[Dataset extract Boundary: Start]

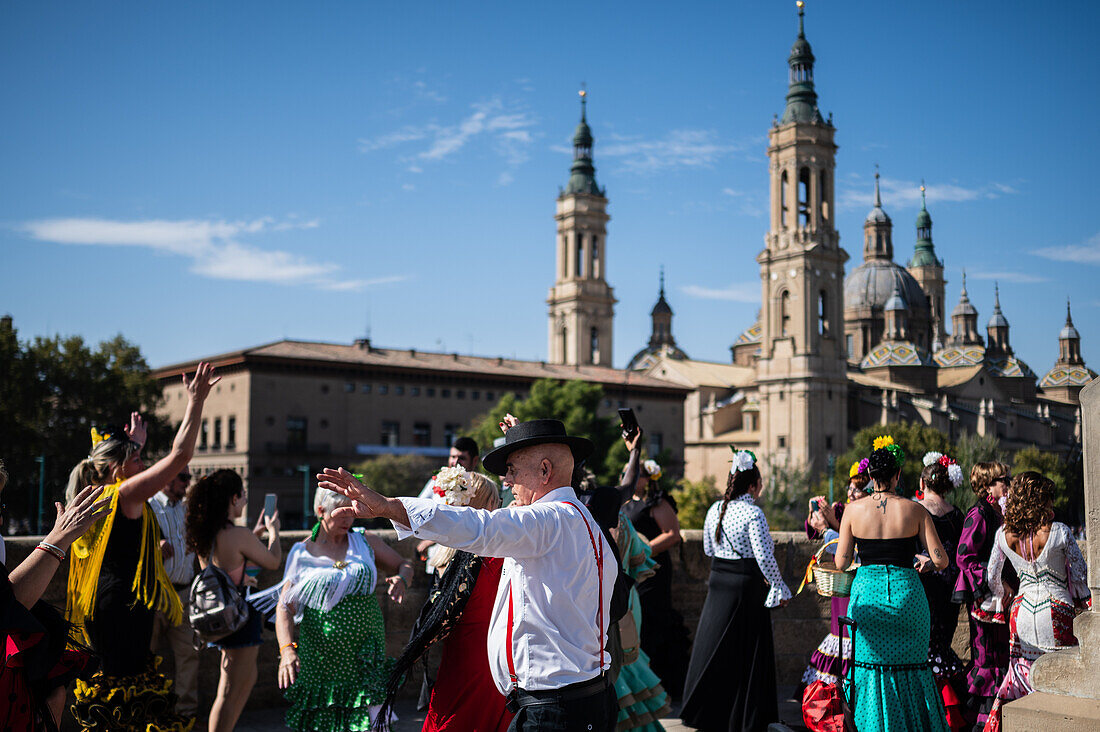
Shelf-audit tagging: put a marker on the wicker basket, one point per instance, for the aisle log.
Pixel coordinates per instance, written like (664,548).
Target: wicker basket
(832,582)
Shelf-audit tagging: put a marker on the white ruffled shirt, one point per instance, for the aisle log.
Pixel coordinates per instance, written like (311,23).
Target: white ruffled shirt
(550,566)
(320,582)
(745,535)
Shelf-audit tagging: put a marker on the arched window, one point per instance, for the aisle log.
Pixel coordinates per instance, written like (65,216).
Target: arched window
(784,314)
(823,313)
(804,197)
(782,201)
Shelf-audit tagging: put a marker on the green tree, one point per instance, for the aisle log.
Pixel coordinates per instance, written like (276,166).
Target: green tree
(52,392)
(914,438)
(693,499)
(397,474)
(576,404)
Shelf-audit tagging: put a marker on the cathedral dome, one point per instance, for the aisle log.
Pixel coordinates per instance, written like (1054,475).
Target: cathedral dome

[Dataset extract Boundary: End]
[Dataset extract Boundary: Start]

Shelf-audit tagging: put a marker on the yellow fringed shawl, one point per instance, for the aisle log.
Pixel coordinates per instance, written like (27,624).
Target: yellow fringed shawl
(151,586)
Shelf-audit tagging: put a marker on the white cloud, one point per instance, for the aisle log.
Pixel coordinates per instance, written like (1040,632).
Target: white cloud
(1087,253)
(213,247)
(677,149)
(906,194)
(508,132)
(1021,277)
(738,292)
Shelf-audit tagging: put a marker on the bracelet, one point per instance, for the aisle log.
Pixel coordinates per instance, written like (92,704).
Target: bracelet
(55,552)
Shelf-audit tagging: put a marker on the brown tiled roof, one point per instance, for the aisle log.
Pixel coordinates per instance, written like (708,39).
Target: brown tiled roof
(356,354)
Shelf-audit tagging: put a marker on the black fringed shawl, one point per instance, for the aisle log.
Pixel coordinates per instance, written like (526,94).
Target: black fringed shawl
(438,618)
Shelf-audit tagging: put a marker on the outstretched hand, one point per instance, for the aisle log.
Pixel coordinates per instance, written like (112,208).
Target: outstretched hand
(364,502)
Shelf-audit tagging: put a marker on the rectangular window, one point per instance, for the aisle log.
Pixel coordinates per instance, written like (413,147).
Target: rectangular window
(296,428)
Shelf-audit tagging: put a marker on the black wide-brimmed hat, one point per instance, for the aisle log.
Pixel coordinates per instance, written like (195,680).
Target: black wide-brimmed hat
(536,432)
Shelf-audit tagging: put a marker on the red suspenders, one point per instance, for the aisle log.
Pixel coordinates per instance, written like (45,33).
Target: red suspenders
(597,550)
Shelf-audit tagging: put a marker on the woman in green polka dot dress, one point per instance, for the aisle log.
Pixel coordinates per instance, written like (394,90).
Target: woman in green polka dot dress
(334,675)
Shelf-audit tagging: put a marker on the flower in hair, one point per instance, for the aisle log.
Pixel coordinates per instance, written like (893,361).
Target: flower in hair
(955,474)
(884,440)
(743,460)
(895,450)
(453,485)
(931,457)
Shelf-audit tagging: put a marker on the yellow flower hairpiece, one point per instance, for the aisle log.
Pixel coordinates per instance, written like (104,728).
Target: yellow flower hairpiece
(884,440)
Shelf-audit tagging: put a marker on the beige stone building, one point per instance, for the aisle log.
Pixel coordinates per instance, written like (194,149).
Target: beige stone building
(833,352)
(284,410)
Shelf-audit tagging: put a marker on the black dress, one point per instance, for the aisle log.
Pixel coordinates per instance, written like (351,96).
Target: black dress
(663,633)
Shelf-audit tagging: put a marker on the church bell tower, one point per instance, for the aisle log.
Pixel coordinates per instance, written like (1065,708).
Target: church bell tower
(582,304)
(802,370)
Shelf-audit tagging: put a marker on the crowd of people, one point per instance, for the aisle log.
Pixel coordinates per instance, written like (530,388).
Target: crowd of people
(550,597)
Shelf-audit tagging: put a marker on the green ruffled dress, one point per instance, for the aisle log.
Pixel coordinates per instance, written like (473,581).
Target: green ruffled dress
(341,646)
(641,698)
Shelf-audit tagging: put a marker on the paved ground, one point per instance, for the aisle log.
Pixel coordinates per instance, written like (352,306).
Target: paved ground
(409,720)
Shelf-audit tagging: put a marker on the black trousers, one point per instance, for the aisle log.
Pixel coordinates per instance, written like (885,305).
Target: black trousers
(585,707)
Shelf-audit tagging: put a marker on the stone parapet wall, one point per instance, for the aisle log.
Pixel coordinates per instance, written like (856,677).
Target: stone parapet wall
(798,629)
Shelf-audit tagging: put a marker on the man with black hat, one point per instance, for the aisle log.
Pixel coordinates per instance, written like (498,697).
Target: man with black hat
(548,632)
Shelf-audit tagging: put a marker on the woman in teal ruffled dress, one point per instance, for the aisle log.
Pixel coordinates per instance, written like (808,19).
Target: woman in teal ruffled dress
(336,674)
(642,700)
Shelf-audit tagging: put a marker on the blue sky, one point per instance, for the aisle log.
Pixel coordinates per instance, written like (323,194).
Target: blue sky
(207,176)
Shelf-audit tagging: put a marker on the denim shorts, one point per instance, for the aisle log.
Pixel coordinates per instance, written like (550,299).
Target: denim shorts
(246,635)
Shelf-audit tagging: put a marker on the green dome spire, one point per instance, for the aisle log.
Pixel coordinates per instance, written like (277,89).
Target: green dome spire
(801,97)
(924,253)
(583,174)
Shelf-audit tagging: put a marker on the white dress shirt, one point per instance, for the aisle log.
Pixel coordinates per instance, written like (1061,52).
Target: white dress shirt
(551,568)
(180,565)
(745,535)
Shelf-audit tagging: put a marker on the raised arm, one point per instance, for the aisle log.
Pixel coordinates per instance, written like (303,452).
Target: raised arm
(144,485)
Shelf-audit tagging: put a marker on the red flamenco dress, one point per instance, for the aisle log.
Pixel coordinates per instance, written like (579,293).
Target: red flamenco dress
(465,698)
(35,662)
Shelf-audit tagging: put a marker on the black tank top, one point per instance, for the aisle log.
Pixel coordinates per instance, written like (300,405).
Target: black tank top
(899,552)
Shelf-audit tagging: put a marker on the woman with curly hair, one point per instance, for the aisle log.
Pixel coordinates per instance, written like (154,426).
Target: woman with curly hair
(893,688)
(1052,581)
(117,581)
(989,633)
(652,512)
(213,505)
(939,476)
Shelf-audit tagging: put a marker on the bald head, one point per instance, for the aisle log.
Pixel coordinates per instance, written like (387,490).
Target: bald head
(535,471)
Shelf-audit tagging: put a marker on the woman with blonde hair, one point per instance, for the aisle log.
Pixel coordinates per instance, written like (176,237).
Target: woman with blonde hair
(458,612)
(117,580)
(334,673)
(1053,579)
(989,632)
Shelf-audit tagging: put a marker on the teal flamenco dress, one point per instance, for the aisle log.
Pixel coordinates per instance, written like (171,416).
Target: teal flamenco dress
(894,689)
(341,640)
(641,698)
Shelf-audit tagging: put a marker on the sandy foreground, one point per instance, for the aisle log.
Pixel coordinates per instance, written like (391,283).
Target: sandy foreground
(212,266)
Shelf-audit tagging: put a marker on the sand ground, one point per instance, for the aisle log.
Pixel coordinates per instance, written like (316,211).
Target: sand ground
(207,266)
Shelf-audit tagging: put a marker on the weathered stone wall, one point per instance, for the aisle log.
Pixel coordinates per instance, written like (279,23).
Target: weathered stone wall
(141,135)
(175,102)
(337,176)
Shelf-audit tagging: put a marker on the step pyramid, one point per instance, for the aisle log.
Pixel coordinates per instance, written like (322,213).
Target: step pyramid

[Dataset extract Boundary: End]

* Exercise
For this exercise, output exactly the lines above from the line with "Pixel coordinates per instance, written like (176,237)." to the line with "Target: step pyramid", counting both, and leave out the rest.

* Reply
Pixel coordinates per instance, written like (176,237).
Target: woman with blonde hair
(458,612)
(117,580)
(334,673)
(1053,579)
(989,632)
Shelf-audit tagging: put a marker on the teal flamenco dress, one point per instance, for the aisle log.
Pixel coordinates per instance, written like (171,416).
Target: teal flamenco dress
(894,689)
(341,640)
(641,698)
Shelf-audit tagging: put a marker on the sandy foreground, one point per instance, for the aisle log.
Pixel coordinates per instance, written like (391,283).
Target: sandy foreground
(212,266)
Shelf-audit tagging: put a marker on the sand ground, one point per instance, for the aisle log.
Pixel coordinates per instance, written like (316,211).
Target: sand ground
(207,266)
Shelf-audit tagging: put a marker on the weathered stone wall, one point per instance, for the aisle log.
Pixel coordinates per instance, written like (279,23).
Target: weathered stone wall
(141,135)
(175,102)
(337,176)
Shelf-audit tagging: put a marker on the step pyramid, one point per instance, for the aisle log.
Pixel coordinates per instance, written like (322,213).
Target: step pyramid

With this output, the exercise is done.